VORLIEGENDER TEXT:
-.-.-

Dienes für Kunde: Der Kunde hat ein Problem und wir greifen auf die gesammelten Daten zurück. Einerseits zur Ursachenforschung, andererseits zur schnellen Problemlösung.
Dienes für Beide: Wir ziehen Rückschlüsse durch das TEOC-System und die gesammelten historischen Daten zur Produktverbesserung.
Ein großer Vorteil ist, dass wir Handlungsempfehlungen grafisch darstellen können. Die Gestaltung des optionalen Displays ist angelehnt an den Grafiken unserer Schneidsystem-Touchpanele. Das heißt, der Bediener, der heute unsere SPS bedienen kann, wird unseren TEOC AddOn Messerhalter genauso bedienen können und sich zu Hause fühlen.
Wir haben jetzt viel über Daten geredet. Wie kommen die Daten vom Halter zum Server und letztendlich zu Euch?
Zum einen verfügen die smarten Geräte der TEOC Familie über eine WLAN- oder optional über eine Ethernet Schnittstelle, zum anderen unterstützen wir Standard Kommunikationsprotokolle wie MQTT oder OPC-UA. Das komplette System mit Messerhaltern, Schneidanlage sowie dem Server funktioniert autark beim Kunden. Um optimalen Service zu garantieren, sind all unsere Anlagen zusätzlich mit VPN Routern ausgestattet. Dafür wird allerdings eine Internetverbindung kundenseitig benötigt. In Zukunft wird sich darüber hinaus zeigen, welche Vorteile sich aus dem 5G-Netz ergeben könnten.

-.-.-

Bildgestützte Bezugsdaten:
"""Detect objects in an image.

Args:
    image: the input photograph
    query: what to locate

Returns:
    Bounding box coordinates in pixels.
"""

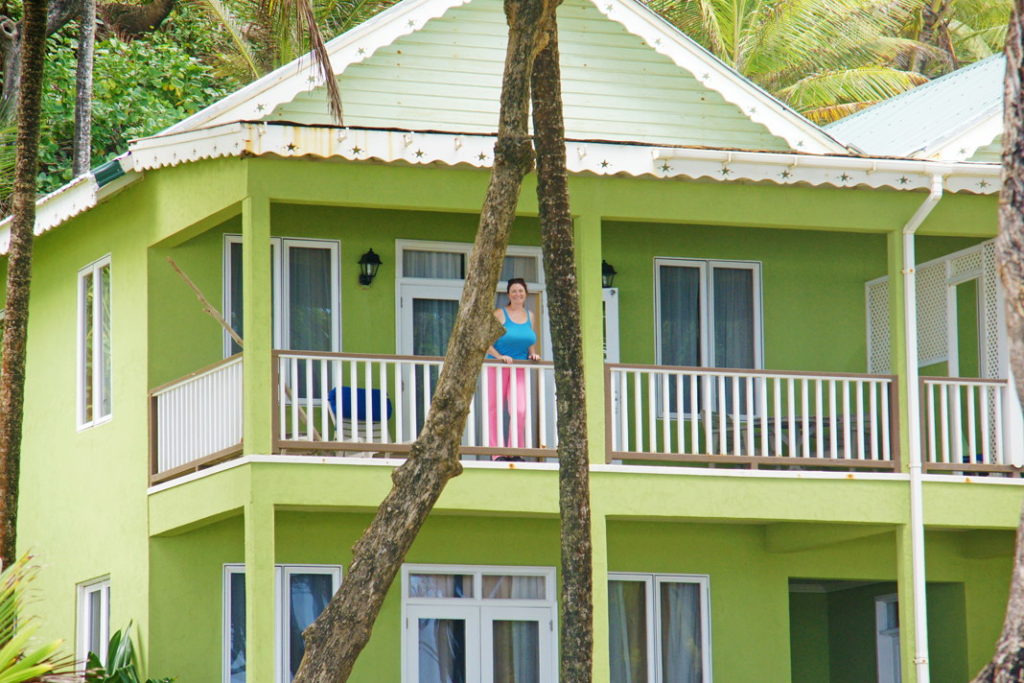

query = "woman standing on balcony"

-.-.-

DEINE AUFGABE:
Beantworte mithilfe des Textes über das TEOC-System diese Fragen:
1. Woran ist die Gestaltung des optionalen Displays angelehnt?
2. Welche Standard-Kommunikationsprotokolle werden genannt?
3. Womit sind alle Anlagen zusätzlich ausgestattet?

LÖSUNG:
1. An den Grafiken der Schneidsystem-Touchpanele.
2. MQTT und OPC-UA.
3. Mit VPN-Routern.